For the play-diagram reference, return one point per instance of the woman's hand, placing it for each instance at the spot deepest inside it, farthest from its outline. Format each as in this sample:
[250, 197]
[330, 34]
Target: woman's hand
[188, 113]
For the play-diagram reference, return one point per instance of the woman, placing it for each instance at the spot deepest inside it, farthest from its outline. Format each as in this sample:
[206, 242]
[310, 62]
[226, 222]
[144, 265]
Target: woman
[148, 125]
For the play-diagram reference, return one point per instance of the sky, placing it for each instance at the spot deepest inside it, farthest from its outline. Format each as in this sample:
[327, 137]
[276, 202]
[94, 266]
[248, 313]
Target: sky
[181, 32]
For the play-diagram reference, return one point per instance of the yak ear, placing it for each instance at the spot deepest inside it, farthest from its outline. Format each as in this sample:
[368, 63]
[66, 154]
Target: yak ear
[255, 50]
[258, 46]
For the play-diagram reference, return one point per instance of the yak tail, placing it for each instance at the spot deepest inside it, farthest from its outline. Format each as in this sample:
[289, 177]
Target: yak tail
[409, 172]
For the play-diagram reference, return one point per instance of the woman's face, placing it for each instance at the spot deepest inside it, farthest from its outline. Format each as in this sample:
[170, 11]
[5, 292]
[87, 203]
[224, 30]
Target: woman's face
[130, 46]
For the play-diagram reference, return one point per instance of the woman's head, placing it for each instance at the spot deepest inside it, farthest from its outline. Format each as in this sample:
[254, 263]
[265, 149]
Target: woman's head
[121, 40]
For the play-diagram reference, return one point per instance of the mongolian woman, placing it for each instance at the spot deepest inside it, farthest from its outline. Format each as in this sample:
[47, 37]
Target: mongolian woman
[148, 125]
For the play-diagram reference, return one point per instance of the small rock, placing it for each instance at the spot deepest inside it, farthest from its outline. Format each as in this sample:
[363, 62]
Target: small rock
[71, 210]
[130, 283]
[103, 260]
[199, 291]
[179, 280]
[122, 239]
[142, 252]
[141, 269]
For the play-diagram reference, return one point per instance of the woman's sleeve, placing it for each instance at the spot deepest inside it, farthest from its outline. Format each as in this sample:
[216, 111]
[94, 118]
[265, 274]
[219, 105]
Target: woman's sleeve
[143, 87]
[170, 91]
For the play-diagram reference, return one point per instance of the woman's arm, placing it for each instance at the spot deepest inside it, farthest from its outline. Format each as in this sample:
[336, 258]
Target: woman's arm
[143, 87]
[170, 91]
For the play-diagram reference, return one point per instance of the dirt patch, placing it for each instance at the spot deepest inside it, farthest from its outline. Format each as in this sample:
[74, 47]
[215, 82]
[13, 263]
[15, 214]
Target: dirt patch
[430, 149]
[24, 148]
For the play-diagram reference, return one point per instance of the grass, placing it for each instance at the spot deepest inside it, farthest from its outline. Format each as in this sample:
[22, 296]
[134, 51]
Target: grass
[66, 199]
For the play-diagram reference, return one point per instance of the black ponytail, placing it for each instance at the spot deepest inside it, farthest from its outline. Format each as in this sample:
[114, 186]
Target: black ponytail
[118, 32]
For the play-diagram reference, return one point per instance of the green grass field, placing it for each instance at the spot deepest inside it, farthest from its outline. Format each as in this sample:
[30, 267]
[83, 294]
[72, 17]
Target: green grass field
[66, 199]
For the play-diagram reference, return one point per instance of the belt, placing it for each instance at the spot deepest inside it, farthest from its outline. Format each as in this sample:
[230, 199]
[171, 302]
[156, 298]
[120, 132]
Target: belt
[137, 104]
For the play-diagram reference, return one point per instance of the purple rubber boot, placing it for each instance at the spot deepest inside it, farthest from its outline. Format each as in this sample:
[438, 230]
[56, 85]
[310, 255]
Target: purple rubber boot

+ + +

▶ _Your objective_
Copy each entry exactly, leaving every line as it is.

▶ _Expected answer_
For the play-diagram reference, return one point per instance of the woman's hand, placing it for each instance at the spot deepest inside it, farthest from its outline. Format each as in this sample:
[250, 197]
[330, 34]
Target: woman's hand
[188, 113]
For the play-diagram reference, return one point per instance of the woman, placing it for each instance at the spot deepest inside it, farthest from its outline. Format each as in this sample:
[206, 242]
[310, 62]
[226, 222]
[144, 265]
Target: woman
[148, 125]
For the play-diagram reference, return one point per instance of the sky, placing it for each instance at the spot deepest inside it, farthest from its outline. Format each as in this sample:
[327, 137]
[276, 202]
[94, 266]
[248, 313]
Target: sky
[181, 32]
For the play-diagram reference, return one point per instance of the yak ear, placing it for each instance at the spot deepest inside it, farthest from its outline. Format each as in this sample:
[368, 63]
[66, 154]
Target: yak ear
[255, 50]
[258, 46]
For the play-diagram reference, return one point per instance of the yak tail, placing it for each instance at the spot deepest inside it, farthest from its outline. Format each as in this sample:
[289, 177]
Target: yak tail
[409, 172]
For the play-diagram reference, return one point per instance of the woman's face, placing it for each instance at the spot deepest inside it, farthest from its outline. Format each as in this sample:
[170, 11]
[5, 292]
[87, 203]
[224, 30]
Target: woman's face
[130, 46]
For the play-diagram reference, return one point per instance of the woman's head, placing it for each instance at the spot deepest inside it, farthest from its outline. Format each as in this sample:
[254, 263]
[265, 149]
Target: woman's head
[121, 40]
For the play-diagram reference, return one point per instance of the mongolian woman, placing it for each instance at the spot deepest inside it, farthest from its outline. Format each as in this sample:
[47, 37]
Target: mongolian woman
[148, 125]
For the play-diagram reference, return one point per instance of the small rock, placing it for each instance at the spot deepest inside it, farthest from its outline. Format each as in this sample:
[363, 62]
Target: small rock
[71, 210]
[130, 283]
[103, 260]
[199, 291]
[179, 280]
[122, 239]
[142, 252]
[141, 269]
For the play-diagram reference, return one point per instance of the woman's sleeve, placing it for each instance at the spot deepest inside it, farthest from its outline. Format each as in this sample:
[216, 111]
[94, 118]
[265, 274]
[219, 105]
Target: woman's sleeve
[143, 87]
[170, 91]
For the play-diagram reference, return one point per instance of the woman's arm, placing it for each instance at the spot deepest inside it, farthest from its outline. Format each as in this sample:
[336, 258]
Target: woman's arm
[143, 87]
[170, 91]
For the play-diagram reference, return one point per instance of the dirt patch, placing it for each instance at the spot deepest inside it, farthest from its outline. Format each as in this sample:
[74, 47]
[215, 82]
[13, 263]
[15, 214]
Target: dirt patch
[430, 149]
[24, 148]
For the play-diagram reference, return one point per instance of the grass, placing it for each instance at the spot deepest inside it, farthest from its outline. Format each as in this sample:
[22, 296]
[134, 51]
Target: grass
[66, 199]
For the play-diagram reference, return one point per instance of the black ponytail, placing it for each instance at the spot deepest inside it, farthest from its outline. Format each as in this sample:
[114, 186]
Target: black ponytail
[118, 32]
For the play-diagram reference, return one point per instance of the green grass field, placing it for each instance at the spot deepest inside it, farthest from its outline. Format each as in this sample:
[30, 267]
[83, 294]
[72, 17]
Target: green grass field
[66, 199]
For the play-diagram reference, return one point per instance of the belt, placing it for each instance at the spot deepest inside it, farthest from its outline. Format each as in this sample:
[230, 199]
[171, 302]
[156, 298]
[120, 132]
Target: belt
[137, 104]
For the play-diagram reference, return one point per instance of the purple rubber boot, placing it for each instance at the spot deepest inside it, farthest from its outline. Format each as in this sample:
[438, 230]
[56, 85]
[310, 255]
Target: purple rubber boot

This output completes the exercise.